◆ 阅读节选
******

Flink之DataSet转换操作(二)

(8)Aggregate详解

通过Aggregate Function将一组元素值合并成单个值,可以在整个DataSet数据集上使用。
Java代码实现:

package com.aikfk.flink.dataset.transform;

import org.apache.flink.api.common.functions.FlatMapFunction;
import org.apache.flink.api.common.functions.MapFunction;
import org.apache.flink.api.common.functions.ReduceFunction;
import org.apache.flink.api.java.DataSet;
import org.apache.flink.api.java.ExecutionEnvironment;
import org.apache.flink.api.java.aggregation.Aggregations;
import org.apache.flink.api.java.tuple.Tuple2;
import org.apache.flink.util.Collector;

/**
 * @author :caizhengjie
 * @description:TODO
 * @date :2021/3/7 8:26 下午
 */
public class AggregateJava {
    
    
    public static void main(String[] args) throws Exception {
    
    
        // 准备环境
        ExecutionEnvironment env = ExecutionEnvironment.getExecutionEnvironment();

        DataSet<String> dateSource = env.fromElements(
                "java java spark hive",
                "hive java java spark",
                "java java hadoop"
        );

        /**
         * map
         */
        DataSet<String> mapSource = dateSource.map(new MapFunction<String, String>() {
    
    
            @Override
            public String map(String line) throws Exception {
    
    
                return line.toUpperCase();
            }
        });

        /**
         * flatmap
         */
        DataSet<Tuple2<String,Integer>> flatmapSource = mapSource.flatMap(new FlatMapFunction<String, Tuple2<String, Integer>>() {
    
    
            @Override
            public void flatMap(String s, Collector<Tuple2<String, Integer>> collector) throws Exception {
    
    
                for (String word : s.split(" ")){
    
    
                    collector.collect(new Tuple2<>(word,1));
                }
            }
        });

        /**
         * aggregate
         */
        DataSet<Tuple2<String,Integer>> aggregateSource =  flatmapSource.groupBy(0).aggregate(Aggregations.SUM,1);

        aggregateSource.print();

        /**
         * (HIVE,2)

******

◆ 练习题目
(1) 请用两句话概括上文阅读节选的内容。
(2) 根据上文阅读节选中的示例代码，map 操作对每一行文本做了什么处理？

******

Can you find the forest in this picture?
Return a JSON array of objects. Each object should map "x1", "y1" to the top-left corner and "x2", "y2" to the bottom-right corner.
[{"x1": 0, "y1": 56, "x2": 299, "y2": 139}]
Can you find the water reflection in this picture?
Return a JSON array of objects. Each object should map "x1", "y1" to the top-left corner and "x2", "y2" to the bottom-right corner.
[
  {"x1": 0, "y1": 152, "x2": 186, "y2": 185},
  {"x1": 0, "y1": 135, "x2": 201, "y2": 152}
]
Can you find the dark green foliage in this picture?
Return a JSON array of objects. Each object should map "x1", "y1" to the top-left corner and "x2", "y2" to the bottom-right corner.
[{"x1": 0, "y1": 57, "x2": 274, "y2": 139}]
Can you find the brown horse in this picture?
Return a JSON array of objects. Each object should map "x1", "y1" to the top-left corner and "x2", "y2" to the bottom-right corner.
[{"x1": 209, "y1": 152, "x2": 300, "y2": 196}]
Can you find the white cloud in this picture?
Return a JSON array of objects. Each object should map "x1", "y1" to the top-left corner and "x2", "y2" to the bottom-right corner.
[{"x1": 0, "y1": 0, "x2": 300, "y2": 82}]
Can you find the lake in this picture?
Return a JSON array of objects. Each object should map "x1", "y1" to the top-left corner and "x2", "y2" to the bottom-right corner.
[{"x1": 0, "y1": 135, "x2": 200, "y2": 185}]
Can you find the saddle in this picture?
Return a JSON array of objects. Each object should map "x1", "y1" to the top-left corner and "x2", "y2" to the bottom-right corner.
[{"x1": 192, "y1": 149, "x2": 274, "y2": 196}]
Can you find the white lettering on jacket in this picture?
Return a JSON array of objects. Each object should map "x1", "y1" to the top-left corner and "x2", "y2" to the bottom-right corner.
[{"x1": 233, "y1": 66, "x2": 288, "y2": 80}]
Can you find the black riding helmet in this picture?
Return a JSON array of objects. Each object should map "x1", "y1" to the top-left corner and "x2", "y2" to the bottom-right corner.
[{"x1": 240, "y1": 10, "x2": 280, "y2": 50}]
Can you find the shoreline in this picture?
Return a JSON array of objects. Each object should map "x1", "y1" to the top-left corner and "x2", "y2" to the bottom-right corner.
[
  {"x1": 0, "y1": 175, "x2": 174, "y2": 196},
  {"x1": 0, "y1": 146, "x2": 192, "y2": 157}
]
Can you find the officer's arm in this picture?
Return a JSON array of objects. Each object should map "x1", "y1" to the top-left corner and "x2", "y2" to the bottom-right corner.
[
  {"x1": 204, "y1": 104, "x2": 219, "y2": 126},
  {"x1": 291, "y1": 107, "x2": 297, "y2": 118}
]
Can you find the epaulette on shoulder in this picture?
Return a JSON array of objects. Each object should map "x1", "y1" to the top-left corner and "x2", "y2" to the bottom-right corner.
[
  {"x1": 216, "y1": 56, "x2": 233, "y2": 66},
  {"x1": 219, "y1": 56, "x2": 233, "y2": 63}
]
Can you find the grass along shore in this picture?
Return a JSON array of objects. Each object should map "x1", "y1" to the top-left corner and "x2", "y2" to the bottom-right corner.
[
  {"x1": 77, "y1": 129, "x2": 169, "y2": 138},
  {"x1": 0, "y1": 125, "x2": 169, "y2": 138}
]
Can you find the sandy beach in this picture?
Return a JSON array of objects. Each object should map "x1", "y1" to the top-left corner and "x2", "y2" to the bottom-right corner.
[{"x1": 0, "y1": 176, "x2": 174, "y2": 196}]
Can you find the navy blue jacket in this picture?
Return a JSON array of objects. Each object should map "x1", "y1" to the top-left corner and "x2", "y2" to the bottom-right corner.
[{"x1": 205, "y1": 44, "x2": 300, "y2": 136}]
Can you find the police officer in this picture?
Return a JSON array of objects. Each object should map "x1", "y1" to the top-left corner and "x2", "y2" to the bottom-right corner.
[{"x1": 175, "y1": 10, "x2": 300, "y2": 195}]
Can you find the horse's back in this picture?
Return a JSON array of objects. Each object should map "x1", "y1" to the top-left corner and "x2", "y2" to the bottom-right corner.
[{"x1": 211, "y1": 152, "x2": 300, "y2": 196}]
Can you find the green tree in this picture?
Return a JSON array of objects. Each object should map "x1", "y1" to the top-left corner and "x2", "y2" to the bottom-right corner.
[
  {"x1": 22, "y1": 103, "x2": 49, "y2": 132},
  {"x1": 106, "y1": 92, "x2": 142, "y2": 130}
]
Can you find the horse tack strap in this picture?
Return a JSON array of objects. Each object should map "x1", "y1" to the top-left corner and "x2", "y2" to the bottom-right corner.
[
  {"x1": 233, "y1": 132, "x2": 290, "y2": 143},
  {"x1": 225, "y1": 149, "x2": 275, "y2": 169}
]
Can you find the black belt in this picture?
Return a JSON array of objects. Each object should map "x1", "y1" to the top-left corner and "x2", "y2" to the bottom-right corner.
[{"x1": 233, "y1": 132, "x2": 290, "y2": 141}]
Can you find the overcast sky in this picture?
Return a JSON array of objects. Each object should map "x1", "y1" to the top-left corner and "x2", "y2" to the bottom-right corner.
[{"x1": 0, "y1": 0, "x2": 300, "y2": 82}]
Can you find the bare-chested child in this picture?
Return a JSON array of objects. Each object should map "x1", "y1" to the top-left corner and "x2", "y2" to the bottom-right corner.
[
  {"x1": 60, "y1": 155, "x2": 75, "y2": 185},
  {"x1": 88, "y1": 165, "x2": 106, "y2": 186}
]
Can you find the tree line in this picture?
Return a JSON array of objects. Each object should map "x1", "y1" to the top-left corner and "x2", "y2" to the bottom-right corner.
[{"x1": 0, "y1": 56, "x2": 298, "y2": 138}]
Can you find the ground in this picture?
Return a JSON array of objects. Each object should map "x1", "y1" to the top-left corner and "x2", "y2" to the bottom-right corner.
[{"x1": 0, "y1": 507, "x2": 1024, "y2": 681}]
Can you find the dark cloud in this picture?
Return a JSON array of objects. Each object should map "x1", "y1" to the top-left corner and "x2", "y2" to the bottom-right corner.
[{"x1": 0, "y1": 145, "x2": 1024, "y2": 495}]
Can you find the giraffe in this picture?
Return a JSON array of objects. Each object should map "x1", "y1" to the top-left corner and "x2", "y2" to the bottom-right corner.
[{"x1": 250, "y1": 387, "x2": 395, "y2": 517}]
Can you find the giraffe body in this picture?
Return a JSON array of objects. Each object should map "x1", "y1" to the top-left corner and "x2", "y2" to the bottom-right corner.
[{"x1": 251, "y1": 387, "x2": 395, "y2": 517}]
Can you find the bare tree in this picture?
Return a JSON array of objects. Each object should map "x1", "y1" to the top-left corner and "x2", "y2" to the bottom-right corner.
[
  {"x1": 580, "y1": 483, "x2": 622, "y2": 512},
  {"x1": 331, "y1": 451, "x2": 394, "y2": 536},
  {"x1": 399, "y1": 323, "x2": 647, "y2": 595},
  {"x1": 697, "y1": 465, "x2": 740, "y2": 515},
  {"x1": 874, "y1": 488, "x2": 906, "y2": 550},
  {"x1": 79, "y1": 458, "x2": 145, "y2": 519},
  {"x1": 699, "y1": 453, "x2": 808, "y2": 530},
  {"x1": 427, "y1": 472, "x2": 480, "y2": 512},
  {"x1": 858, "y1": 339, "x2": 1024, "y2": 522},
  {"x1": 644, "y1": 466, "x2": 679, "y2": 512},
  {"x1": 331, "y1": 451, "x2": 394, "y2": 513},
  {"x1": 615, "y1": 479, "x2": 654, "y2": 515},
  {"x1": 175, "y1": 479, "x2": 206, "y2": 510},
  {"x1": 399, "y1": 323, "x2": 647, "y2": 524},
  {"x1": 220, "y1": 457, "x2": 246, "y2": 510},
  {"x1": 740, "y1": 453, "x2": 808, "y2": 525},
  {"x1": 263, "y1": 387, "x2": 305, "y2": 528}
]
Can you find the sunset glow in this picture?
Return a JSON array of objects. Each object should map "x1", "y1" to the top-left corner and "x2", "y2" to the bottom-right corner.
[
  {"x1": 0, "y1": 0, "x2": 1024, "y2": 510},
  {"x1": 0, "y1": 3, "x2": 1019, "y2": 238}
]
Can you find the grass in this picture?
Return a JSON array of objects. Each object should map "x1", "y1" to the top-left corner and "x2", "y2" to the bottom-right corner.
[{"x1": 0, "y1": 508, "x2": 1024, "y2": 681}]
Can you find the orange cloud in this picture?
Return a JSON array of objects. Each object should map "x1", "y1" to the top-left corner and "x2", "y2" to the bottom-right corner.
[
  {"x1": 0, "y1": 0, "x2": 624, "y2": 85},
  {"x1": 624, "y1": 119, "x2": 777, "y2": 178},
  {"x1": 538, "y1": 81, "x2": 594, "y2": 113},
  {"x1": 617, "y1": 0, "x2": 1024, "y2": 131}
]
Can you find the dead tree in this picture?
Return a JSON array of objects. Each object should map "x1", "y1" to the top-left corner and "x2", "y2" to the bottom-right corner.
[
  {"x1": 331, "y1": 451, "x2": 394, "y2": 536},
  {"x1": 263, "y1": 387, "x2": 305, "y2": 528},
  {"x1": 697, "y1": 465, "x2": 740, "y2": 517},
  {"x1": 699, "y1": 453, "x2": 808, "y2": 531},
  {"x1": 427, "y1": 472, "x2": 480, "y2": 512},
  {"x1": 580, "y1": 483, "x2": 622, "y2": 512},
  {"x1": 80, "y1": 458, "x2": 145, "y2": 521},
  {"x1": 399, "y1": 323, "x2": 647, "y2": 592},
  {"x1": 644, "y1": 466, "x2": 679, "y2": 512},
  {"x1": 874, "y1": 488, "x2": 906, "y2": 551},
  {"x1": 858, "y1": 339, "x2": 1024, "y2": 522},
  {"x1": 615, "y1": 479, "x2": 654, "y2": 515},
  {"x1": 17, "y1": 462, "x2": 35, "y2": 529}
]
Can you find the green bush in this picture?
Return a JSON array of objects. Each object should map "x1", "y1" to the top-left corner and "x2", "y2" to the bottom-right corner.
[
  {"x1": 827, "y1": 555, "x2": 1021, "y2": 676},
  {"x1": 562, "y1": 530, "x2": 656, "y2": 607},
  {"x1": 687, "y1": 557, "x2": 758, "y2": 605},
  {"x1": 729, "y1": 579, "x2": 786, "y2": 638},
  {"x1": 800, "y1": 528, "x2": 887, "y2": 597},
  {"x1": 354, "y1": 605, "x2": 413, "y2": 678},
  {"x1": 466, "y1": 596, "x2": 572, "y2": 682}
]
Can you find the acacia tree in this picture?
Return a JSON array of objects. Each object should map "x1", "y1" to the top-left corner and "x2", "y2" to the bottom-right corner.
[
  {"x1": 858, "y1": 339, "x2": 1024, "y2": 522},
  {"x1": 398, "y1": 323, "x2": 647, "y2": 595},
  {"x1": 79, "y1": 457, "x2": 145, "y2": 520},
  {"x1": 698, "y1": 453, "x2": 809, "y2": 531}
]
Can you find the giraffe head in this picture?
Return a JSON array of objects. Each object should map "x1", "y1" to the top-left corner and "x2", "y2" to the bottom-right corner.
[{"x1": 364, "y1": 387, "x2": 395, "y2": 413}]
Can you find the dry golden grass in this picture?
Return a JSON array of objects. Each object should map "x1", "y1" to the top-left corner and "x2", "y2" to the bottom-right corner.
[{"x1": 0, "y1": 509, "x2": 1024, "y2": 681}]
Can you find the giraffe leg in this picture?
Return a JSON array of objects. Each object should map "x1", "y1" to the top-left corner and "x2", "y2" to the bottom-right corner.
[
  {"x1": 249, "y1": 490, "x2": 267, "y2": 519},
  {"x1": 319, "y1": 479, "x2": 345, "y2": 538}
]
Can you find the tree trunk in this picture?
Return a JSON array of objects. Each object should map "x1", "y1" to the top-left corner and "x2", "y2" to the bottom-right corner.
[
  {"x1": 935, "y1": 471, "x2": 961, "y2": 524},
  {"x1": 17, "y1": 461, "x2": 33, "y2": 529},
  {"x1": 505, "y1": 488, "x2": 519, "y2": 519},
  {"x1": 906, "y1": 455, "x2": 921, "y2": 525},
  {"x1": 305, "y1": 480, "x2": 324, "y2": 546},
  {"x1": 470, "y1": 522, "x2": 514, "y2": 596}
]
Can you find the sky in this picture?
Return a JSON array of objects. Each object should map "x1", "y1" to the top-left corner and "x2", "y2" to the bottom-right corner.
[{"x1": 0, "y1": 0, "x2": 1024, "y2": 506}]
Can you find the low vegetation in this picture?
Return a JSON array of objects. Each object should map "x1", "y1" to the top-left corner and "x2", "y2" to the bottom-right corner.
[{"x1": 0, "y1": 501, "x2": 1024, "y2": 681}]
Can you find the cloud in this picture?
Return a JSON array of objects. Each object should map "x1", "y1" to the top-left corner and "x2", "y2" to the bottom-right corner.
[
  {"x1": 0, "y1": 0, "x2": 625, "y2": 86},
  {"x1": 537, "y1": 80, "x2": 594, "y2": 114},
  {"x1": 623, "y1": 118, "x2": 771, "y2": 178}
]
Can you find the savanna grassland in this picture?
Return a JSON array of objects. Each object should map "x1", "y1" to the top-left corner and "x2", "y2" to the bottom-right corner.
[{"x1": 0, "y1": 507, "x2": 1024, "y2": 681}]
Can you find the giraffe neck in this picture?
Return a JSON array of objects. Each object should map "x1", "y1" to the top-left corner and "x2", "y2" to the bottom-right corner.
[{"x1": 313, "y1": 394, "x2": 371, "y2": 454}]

******

◆ 逐题解答
(1) Aggregate Function 可将一组元素值合并为单个值，并可在整个 DataSet 数据集上使用。节选中的 Java 示例先把三行文本转为大写，再拆分为（单词，1）形式的二元组，然后按第一个字段分组，用 Aggregations.SUM 对第二个字段求和，并打印结果。

(2) 调用 toUpperCase() 将该行文本转换为大写。